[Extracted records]
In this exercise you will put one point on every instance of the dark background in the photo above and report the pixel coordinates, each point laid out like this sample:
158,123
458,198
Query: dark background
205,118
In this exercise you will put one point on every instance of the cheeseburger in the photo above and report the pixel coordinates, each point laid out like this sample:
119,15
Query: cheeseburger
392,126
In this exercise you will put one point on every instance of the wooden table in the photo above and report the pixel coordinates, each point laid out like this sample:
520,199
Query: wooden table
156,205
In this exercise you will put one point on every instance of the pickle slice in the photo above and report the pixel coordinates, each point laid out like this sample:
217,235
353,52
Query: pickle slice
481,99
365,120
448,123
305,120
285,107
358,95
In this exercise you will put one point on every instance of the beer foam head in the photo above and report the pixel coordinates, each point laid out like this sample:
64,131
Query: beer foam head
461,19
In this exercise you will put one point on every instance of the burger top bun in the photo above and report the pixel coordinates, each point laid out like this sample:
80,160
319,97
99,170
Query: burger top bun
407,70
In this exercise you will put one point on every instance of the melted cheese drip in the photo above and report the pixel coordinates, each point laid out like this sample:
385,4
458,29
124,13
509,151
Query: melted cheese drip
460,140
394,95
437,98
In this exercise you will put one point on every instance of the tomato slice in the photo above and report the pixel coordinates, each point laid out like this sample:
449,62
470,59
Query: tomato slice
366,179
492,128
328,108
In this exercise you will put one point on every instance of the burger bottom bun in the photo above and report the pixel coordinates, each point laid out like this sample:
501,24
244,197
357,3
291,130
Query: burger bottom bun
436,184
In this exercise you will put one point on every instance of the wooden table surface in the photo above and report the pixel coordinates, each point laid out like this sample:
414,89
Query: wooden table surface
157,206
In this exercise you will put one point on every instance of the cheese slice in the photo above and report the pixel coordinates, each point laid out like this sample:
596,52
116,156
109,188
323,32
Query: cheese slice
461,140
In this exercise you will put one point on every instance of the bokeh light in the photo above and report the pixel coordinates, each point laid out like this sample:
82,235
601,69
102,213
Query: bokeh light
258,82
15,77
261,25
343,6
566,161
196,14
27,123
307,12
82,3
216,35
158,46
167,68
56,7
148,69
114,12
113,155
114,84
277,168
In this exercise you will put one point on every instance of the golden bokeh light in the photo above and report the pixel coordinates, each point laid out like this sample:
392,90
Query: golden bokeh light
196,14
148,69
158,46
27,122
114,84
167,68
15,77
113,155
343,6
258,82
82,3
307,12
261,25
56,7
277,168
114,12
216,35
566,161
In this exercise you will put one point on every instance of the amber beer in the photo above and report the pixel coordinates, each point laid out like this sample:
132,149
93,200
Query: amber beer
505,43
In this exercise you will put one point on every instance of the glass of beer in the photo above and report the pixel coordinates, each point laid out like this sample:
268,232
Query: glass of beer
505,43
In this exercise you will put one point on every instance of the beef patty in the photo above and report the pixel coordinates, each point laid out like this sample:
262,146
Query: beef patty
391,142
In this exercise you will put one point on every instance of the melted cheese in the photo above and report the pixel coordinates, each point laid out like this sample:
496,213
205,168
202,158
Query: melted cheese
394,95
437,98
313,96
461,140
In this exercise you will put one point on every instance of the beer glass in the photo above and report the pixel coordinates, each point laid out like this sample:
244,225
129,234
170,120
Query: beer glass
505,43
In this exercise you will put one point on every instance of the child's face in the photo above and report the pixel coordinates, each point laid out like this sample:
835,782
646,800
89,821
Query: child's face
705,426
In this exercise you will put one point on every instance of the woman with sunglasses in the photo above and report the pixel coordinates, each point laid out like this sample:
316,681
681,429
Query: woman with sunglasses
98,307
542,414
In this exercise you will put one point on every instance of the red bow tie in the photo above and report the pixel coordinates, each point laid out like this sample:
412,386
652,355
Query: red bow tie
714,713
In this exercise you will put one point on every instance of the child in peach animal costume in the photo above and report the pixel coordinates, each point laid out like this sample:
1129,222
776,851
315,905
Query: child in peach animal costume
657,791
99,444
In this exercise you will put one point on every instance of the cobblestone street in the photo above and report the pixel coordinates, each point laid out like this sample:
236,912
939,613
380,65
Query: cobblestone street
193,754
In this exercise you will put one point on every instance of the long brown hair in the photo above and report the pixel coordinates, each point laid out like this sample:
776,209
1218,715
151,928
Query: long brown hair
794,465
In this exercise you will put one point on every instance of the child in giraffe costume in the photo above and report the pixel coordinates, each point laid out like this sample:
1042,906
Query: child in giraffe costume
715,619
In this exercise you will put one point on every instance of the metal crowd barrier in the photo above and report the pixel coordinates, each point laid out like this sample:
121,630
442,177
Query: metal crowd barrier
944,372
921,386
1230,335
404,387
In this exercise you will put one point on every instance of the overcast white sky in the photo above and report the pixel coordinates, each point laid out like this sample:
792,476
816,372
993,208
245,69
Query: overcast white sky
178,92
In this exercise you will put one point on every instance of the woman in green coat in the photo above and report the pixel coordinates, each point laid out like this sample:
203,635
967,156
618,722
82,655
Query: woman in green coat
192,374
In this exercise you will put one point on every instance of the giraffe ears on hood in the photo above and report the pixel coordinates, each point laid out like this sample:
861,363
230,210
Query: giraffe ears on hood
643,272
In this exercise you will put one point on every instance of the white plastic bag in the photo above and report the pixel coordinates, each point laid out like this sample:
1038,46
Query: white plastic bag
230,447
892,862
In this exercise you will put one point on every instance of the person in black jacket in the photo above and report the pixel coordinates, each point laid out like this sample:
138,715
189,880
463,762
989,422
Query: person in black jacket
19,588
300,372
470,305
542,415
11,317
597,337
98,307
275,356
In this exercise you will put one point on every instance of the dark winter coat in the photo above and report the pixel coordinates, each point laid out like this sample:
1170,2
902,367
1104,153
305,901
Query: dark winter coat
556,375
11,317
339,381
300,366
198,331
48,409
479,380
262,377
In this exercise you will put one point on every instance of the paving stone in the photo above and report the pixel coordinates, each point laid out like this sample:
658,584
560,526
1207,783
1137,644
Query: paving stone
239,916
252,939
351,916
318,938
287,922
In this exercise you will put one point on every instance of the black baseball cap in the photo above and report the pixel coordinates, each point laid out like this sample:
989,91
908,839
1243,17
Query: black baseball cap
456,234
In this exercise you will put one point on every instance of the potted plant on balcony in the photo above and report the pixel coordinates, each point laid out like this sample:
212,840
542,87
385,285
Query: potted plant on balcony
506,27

## Written request
Reproduce all of the records above word for word, keeping every line unchanged.

## Exercise output
In this exercise you will put one point on every instance of the dark background in the photo above and report the pixel coordinates, each point laid out like this sample:
158,123
458,198
Query: dark background
205,118
In this exercise you will put one point on every instance of the cheeseburger in the photo above and report the pixel coordinates, each point laid out like this sample:
119,15
Query: cheeseburger
392,126
In this exercise you will put one point on every instance of the wooden table in the photo above and report the pixel coordinates, each point laid out like this sample:
520,199
Query: wooden table
156,205
In this exercise you will put one point on every instance of the pickle slice in the photo above and report the pixel coordinates, each point laid out like this sample:
217,235
353,52
Query: pickle slice
481,99
365,120
448,123
305,120
285,107
358,95
In this exercise you will put one point on every instance of the beer foam head in the photo above and report the pixel coordinates, each point laid out like this sample:
64,131
Query: beer foam head
461,19
In this exercise you will put one point on every instance of the burger top bun in the photo above and report the pixel coordinates, each point laid out like this sample:
80,160
319,97
99,170
Query: burger top bun
407,70
In this exercise you will put one point on every instance of the melted cheese drip in the photo above and report the pixel coordinates, each point laid out like this sample:
385,4
458,29
124,13
509,151
Query: melted cheese drip
460,140
394,95
437,98
In this exercise you will put one point on every instance of the tomato slice in the photo above and report the pixel coordinates, each point laid out like this sample:
449,62
470,59
Query: tomato slice
366,179
492,128
328,108
In this exercise you will put one point on every instance of the burger bottom bun in the photo above and report the pixel coordinates, each point laid out like this sample:
501,24
244,197
357,3
291,130
Query: burger bottom bun
436,184
In this exercise you will put one point on every instance of the wooden table surface in the photo above and report the pixel coordinates, each point laid out like this sample:
414,89
Query: wooden table surface
157,206
In this exercise you will put one point on every instance of the cheese slice in the photo above and report the pixel coordinates, each point laid out like this sample:
596,52
116,156
109,188
323,32
Query: cheese slice
461,140
In this exercise you will put one point on every instance of the bokeh light in the photo above and report the pixel coordinates, each point laid out like this sample:
82,235
601,69
102,213
Query: bokeh light
258,82
15,77
261,25
343,6
566,161
196,14
27,123
307,12
82,3
216,35
158,46
167,68
56,7
148,69
114,12
113,155
114,84
277,168
In this exercise you will put one point on every instance of the golden bokeh light in the photo above and report the pixel coordinates, each point laid out like this sample:
392,90
Query: golden bokeh light
196,14
148,69
158,46
27,122
114,84
167,68
15,77
113,155
343,6
258,82
82,3
307,12
261,25
56,7
277,168
114,12
216,35
566,161
In this exercise you will put one point on every instance of the amber beer in the photo above and report the pixel coordinates, each point laid out like this sample:
132,149
93,200
Query: amber beer
505,43
In this exercise you will put one point on every instance of the glass of beer in the photo above and report the pixel coordinates, each point laid out like this sample:
268,232
Query: glass of beer
505,43
In this exercise you will put one point on every instance of the beef patty in the photo above and report the pixel coordinates, each point laid out like this sample:
262,146
Query: beef patty
391,142
In this exercise you will put one point on every instance of the melted cheese in the photo above and report the pixel coordinates, each point laid out like this sample:
496,213
205,168
202,158
Query: melted cheese
394,95
437,98
313,96
461,140
In this exercise you will put one point on every instance of the beer glass in the photo above and report the pixel coordinates, each point laid out like this sample:
244,225
129,234
170,120
Query: beer glass
505,43
In this exercise you will put one point on every instance of the child's face in the photo above and report the pixel coordinates, each point laid out like this sample:
835,782
646,800
89,821
Query: child's face
705,426
In this exercise you will put one point on every instance of the woman with sunglasses in the photo above and report the pixel coordinates, each point laid out like this sample:
316,681
681,429
Query: woman with sunglasses
98,307
542,414
In this exercise you will put one point on every instance of the red bow tie in the photo above and report the pixel coordinates, each point laid out like this sample:
412,386
652,355
Query: red bow tie
714,713
In this exercise you will put one point on every instance of the child in peach animal costume in the photo above and report the pixel coordinates, each point laid out like this sample:
1129,222
776,851
315,905
Query: child in peach animal costume
657,791
99,444
In this exercise you will put one point on every instance of the cobblestone street in the photo above and report the pixel coordinates, each point laid out like this sample:
236,912
939,613
380,65
Query: cobblestone street
193,754
In this exercise you will put one point on every instance of the long brown hair in the photo above and report the pixel coordinates, each point laid out like this sample:
776,209
1218,715
151,928
Query: long brown hair
794,465
In this exercise you will put one point on every instance of the child in giraffe costume in the photo above and report the pixel coordinates, each point laid out like this sample:
1042,906
Query: child in giraffe costume
715,619
In this exercise you will put one point on every instance of the metal crowd barrier in the photo above and report the pixel coordinates, each point laid out like this sample:
121,630
442,177
Query: metal crowd barrier
944,372
921,386
1230,335
404,387
In this exercise you will put one point on every instance of the overcast white sky in the photo above and report the pixel coordinates, each point laid out like this sample:
792,476
816,372
993,208
245,69
Query: overcast white sky
178,92
In this exercise you will put one point on every instance of the woman in green coat in the photo above and report the pixel coordinates, each point laid out like this sample:
203,635
967,156
618,722
82,655
Query: woman in green coat
192,374
In this exercise you will put one point on every instance of the giraffe ears on hood in the photo above and report the pixel coordinates, each point laid out like this sample:
861,363
230,210
Query: giraffe ears on hood
643,272
In this exercise you will put one point on every instance of the white plastic bag in the photo above and report the pixel coordinates, each point laid out like this sample:
1038,46
Query: white plastic bag
230,447
892,862
In this exercise you will put one point on every instance of the person in black jacket in the photo above and report the pixel coordinates, each point laid out like this sample:
138,715
189,880
463,762
989,422
Query: person in black jacket
19,588
300,372
470,305
542,415
11,317
597,337
98,307
275,356
In this exercise you will put one point on every instance of the dark winter coat in the photo above and report the pixel coordinates, each point laid out like this sample:
1170,2
902,367
1104,153
305,901
Query: dark winter coat
556,375
11,317
339,381
300,366
198,331
48,409
479,380
262,377
In this exercise you will put one point on every instance of the paving stone in the photo above and report the pixel coordinates, each point laid out like this sample:
658,584
560,526
1207,783
1137,644
Query: paving stone
239,916
252,939
351,916
318,938
287,922
In this exercise you will put one point on every instance of the black baseball cap in the photo above and report the pixel coordinates, each point laid out like this sample:
989,91
908,839
1243,17
Query: black baseball cap
456,234
In this exercise you will put one point on every instance of the potted plant on balcony in the photo above and report the pixel coordinates, each point laid out like this sample:
212,840
542,87
385,285
Query: potted plant on balcony
506,27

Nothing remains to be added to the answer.